> VORLIEGENDER TEXT
* * * *

Herr Präsident! Meine sehr verehrten Damen und Herren! Sie haben also gehört, DIE LINKE begehrt mit ihrem Antrag die Aufhebung des Asylbewerberleistungsgesetzes. Dieses Gesetz trat nach dem sogenannten Asylkompromiss von CDU/CSU, FDP und SPD aus dem Jahre 1992 im November 1993 in Kraft. Es regelt die Leistungen für Ausländer, die sich im Bundesgebiet aufhalten und hilfebedürftig sind.
Bis zum Inkrafttreten dieses Gesetzes erhielten alle diese Personen Leistungen der Sozialhilfe bzw. der Grundsicherung für Arbeitsuchende entsprechend den Leistungen an hilfebedürftige deutsche Bürger. Ziel dieses Gesetzes war
es, den Zustrom von Flüchtlingen nach Deutschland spürbar zu begrenzen, denn die Zahl der hier Ankommenden war von 1989 an stark angestiegen und erreichte 1992 die stolze Zahl von 438 191 Ausländern, die nach Deutschland gekommen sind. Dieser Zustrom führte zu einer enormen Belastung der Sozialsysteme und das Auszahlen von Bargeld setzte einen nicht geringen Anreiz für ausländische Bürger, hier nach Deutschland zu kommen. In einigen Ländern – insbesondere in asiatischen – arbeiteten Reisebüros mit Garantieschleusungen nach Deutschland.

* * * *

> GESPEICHERTE DATEN
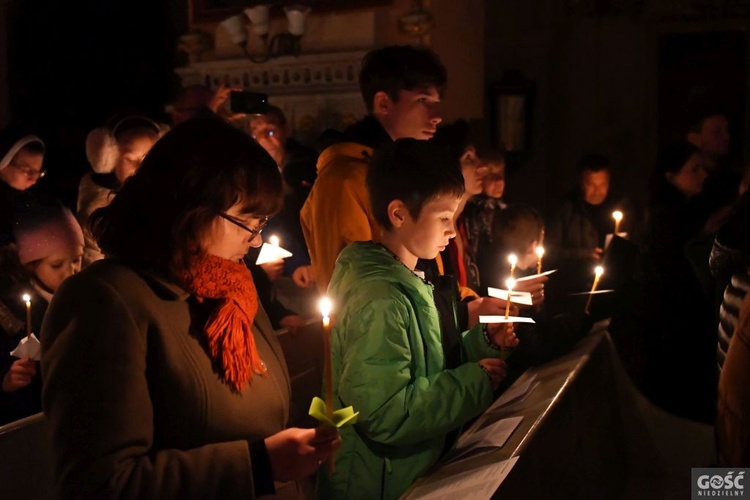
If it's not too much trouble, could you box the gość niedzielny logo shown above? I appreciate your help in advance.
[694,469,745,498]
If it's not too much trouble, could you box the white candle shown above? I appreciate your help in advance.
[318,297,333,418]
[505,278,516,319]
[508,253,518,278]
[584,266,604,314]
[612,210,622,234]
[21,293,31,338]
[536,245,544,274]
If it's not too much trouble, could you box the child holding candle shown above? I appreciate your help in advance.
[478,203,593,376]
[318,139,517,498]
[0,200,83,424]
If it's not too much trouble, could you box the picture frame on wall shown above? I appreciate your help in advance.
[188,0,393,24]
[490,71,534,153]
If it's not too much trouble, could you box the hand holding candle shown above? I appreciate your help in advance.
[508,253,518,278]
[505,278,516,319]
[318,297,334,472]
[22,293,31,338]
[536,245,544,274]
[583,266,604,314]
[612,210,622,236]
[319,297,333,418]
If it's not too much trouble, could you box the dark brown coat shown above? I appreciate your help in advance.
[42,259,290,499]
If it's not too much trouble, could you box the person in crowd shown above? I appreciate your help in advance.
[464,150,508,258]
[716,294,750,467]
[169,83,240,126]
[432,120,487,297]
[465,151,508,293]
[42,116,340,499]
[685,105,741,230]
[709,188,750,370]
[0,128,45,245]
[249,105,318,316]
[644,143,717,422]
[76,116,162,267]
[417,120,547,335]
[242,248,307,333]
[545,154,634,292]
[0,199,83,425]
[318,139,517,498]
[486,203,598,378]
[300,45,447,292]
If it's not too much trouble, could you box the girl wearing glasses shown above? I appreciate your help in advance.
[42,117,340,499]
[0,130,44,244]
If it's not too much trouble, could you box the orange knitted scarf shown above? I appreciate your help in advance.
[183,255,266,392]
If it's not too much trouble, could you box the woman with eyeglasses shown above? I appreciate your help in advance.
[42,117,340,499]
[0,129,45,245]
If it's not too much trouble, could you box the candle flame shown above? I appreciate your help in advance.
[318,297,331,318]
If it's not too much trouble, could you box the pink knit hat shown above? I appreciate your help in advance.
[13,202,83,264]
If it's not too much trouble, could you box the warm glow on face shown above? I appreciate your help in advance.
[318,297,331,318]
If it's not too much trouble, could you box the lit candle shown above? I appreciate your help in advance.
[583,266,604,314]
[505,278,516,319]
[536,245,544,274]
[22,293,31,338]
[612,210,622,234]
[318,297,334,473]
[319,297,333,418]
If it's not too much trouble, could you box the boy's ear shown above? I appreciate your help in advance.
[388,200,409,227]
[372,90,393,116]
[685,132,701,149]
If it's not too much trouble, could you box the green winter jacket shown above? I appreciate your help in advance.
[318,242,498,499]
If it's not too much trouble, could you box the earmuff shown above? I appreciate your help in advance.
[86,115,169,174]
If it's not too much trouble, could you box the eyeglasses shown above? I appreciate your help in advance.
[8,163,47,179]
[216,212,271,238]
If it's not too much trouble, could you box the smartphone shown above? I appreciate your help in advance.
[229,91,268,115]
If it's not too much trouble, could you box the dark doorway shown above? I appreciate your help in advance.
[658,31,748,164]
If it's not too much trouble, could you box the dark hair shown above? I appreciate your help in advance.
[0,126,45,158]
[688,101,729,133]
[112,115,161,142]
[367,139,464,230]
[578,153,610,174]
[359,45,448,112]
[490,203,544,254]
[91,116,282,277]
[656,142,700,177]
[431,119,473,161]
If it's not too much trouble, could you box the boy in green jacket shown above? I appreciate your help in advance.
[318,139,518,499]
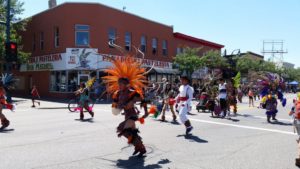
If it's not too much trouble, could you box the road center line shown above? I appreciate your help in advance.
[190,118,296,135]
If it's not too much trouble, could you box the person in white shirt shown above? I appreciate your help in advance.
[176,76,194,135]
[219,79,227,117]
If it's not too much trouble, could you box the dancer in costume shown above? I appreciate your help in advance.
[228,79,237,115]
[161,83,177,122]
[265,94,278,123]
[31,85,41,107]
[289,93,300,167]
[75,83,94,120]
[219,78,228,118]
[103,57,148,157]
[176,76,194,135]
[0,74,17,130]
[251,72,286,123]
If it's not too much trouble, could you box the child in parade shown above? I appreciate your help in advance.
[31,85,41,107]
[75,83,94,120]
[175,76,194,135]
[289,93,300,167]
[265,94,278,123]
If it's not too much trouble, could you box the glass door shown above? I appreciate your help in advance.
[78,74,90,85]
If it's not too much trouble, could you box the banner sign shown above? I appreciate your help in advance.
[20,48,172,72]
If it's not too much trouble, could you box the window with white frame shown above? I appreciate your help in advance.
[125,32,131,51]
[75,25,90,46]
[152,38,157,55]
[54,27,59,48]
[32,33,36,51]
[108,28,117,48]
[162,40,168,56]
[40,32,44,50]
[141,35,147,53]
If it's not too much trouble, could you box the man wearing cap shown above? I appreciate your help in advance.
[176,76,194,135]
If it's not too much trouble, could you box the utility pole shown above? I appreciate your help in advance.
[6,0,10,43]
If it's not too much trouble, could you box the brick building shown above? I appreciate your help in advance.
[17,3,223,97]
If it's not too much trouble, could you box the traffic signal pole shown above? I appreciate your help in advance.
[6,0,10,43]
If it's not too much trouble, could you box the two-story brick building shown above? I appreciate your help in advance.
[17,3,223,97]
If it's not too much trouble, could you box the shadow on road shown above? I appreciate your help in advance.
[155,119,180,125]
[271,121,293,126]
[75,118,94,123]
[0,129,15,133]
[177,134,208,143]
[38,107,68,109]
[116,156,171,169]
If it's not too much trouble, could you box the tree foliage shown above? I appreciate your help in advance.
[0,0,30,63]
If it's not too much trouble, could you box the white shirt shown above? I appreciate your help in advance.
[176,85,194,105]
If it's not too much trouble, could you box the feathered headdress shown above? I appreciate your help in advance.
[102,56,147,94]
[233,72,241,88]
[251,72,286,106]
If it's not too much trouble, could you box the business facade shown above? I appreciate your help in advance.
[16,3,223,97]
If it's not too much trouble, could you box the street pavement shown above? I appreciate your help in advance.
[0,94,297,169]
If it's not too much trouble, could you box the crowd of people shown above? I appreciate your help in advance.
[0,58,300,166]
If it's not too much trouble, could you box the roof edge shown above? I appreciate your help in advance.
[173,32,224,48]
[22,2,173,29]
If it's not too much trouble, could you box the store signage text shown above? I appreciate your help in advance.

* * * *

> ÜBUNGSZIEL
Gib den Text über das Asylbewerberleistungsgesetz vollständig und Wort für Wort wieder.

> LÖSUNG ZUR AUFGABE
Herr Präsident! Meine sehr verehrten Damen und Herren! Sie haben also gehört, DIE LINKE begehrt mit ihrem Antrag die Aufhebung des Asylbewerberleistungsgesetzes. Dieses Gesetz trat nach dem sogenannten Asylkompromiss von CDU/CSU, FDP und SPD aus dem Jahre 1992 im November 1993 in Kraft. Es regelt die Leistungen für Ausländer, die sich im Bundesgebiet aufhalten und hilfebedürftig sind.
Bis zum Inkrafttreten dieses Gesetzes erhielten alle diese Personen Leistungen der Sozialhilfe bzw. der Grundsicherung für Arbeitsuchende entsprechend den Leistungen an hilfebedürftige deutsche Bürger. Ziel dieses Gesetzes war
es, den Zustrom von Flüchtlingen nach Deutschland spürbar zu begrenzen, denn die Zahl der hier Ankommenden war von 1989 an stark angestiegen und erreichte 1992 die stolze Zahl von 438 191 Ausländern, die nach Deutschland gekommen sind. Dieser Zustrom führte zu einer enormen Belastung der Sozialsysteme und das Auszahlen von Bargeld setzte einen nicht geringen Anreiz für ausländische Bürger, hier nach Deutschland zu kommen. In einigen Ländern – insbesondere in asiatischen – arbeiteten Reisebüros mit Garantieschleusungen nach Deutschland.